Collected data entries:
----------------------------------------
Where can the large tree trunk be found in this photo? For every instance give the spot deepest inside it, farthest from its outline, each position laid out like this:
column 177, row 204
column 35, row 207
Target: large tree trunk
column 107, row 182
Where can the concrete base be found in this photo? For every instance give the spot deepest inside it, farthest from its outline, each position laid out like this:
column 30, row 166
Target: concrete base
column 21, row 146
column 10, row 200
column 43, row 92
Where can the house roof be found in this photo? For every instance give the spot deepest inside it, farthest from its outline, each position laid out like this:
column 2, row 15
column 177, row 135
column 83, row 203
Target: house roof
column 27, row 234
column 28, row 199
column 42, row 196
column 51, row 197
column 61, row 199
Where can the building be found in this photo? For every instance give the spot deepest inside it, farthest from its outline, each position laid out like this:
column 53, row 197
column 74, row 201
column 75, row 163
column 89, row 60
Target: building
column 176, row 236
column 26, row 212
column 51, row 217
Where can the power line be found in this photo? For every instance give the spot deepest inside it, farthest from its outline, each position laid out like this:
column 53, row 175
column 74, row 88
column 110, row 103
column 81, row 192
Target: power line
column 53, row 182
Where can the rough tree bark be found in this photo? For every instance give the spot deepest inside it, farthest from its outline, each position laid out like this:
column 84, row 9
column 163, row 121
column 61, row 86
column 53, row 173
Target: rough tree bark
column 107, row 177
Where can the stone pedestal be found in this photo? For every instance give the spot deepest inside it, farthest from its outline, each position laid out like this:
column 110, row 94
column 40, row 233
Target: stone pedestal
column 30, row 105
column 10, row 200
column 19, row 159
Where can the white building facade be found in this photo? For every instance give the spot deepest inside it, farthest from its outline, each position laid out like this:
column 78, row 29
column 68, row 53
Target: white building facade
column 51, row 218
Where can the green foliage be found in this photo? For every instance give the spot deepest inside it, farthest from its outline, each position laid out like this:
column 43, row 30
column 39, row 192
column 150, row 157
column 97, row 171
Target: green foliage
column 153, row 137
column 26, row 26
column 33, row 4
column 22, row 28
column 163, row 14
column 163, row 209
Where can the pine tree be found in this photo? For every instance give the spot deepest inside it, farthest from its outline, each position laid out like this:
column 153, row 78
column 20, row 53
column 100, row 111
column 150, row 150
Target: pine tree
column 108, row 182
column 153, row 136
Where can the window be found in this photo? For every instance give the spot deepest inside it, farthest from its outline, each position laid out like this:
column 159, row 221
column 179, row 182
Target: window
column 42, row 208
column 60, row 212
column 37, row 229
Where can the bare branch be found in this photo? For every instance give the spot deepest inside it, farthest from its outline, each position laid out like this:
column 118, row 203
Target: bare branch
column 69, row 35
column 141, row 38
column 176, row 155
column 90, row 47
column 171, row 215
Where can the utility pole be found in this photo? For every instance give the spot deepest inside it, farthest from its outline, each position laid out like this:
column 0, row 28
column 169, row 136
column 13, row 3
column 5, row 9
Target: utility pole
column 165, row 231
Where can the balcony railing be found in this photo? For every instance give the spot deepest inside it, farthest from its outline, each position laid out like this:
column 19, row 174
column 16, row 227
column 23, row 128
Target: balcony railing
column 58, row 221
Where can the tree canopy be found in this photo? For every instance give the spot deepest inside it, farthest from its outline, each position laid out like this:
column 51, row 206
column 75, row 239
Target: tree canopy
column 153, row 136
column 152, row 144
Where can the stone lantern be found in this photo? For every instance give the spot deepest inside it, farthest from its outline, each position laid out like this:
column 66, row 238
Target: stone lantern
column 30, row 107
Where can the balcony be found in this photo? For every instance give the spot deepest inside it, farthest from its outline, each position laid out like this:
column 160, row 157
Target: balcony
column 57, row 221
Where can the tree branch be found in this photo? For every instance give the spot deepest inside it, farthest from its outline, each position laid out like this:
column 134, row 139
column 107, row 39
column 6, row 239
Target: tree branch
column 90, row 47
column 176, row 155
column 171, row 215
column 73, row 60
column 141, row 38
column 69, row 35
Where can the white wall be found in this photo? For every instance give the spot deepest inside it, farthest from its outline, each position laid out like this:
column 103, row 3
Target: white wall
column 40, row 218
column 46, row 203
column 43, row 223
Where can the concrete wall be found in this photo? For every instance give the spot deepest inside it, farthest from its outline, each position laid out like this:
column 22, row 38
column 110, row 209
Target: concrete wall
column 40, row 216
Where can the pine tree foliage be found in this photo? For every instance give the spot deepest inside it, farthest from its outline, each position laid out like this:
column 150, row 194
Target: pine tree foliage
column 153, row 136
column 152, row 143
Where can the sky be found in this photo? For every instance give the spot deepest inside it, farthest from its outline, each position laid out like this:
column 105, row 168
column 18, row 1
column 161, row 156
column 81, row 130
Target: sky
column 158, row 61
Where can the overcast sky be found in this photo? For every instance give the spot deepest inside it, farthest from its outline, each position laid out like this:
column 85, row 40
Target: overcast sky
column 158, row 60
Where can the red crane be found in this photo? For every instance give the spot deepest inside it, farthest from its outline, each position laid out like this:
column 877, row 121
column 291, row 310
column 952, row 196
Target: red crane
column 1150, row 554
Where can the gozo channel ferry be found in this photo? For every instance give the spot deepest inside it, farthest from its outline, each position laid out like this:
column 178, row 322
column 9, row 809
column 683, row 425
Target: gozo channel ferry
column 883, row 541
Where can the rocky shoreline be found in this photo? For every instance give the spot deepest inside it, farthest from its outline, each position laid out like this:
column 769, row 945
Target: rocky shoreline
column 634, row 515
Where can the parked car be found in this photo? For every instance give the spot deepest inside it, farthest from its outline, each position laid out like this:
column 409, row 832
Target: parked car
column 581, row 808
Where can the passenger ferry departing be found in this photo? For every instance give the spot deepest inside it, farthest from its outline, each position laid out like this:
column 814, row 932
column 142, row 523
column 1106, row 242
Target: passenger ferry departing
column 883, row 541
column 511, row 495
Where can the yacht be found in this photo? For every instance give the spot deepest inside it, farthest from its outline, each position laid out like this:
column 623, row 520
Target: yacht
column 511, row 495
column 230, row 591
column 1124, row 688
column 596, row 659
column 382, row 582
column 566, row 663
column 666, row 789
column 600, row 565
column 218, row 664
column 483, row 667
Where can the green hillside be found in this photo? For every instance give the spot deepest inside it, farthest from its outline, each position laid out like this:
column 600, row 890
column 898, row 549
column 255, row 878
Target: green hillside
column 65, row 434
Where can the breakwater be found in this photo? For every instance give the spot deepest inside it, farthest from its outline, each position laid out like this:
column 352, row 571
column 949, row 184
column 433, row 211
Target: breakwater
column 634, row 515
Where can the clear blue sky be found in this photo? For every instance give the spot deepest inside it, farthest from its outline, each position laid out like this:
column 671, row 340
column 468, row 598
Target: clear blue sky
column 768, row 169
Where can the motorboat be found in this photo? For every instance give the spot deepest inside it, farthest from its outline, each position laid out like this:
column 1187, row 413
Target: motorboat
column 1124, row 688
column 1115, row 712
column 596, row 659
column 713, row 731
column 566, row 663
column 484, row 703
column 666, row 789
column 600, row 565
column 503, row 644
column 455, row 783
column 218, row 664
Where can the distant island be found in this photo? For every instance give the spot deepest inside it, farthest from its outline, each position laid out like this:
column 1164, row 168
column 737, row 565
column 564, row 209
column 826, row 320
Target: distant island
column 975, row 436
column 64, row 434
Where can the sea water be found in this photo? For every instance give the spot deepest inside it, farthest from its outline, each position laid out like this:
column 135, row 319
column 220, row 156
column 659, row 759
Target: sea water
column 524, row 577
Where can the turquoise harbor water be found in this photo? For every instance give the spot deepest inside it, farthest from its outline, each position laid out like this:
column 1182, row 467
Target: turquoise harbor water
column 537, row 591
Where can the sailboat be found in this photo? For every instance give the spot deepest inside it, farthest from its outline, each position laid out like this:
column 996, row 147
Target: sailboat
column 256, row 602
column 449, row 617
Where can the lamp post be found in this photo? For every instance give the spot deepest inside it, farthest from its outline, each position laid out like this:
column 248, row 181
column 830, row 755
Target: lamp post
----------------------------------------
TASK REQUIREMENTS: Across the records above, return every line that contains the word "lamp".

COMPLETED EXERCISE:
Where can the lamp post be found in this photo? For every instance give the spot deepest inside it, farthest from its outline, each position laid out like this:
Target: lamp post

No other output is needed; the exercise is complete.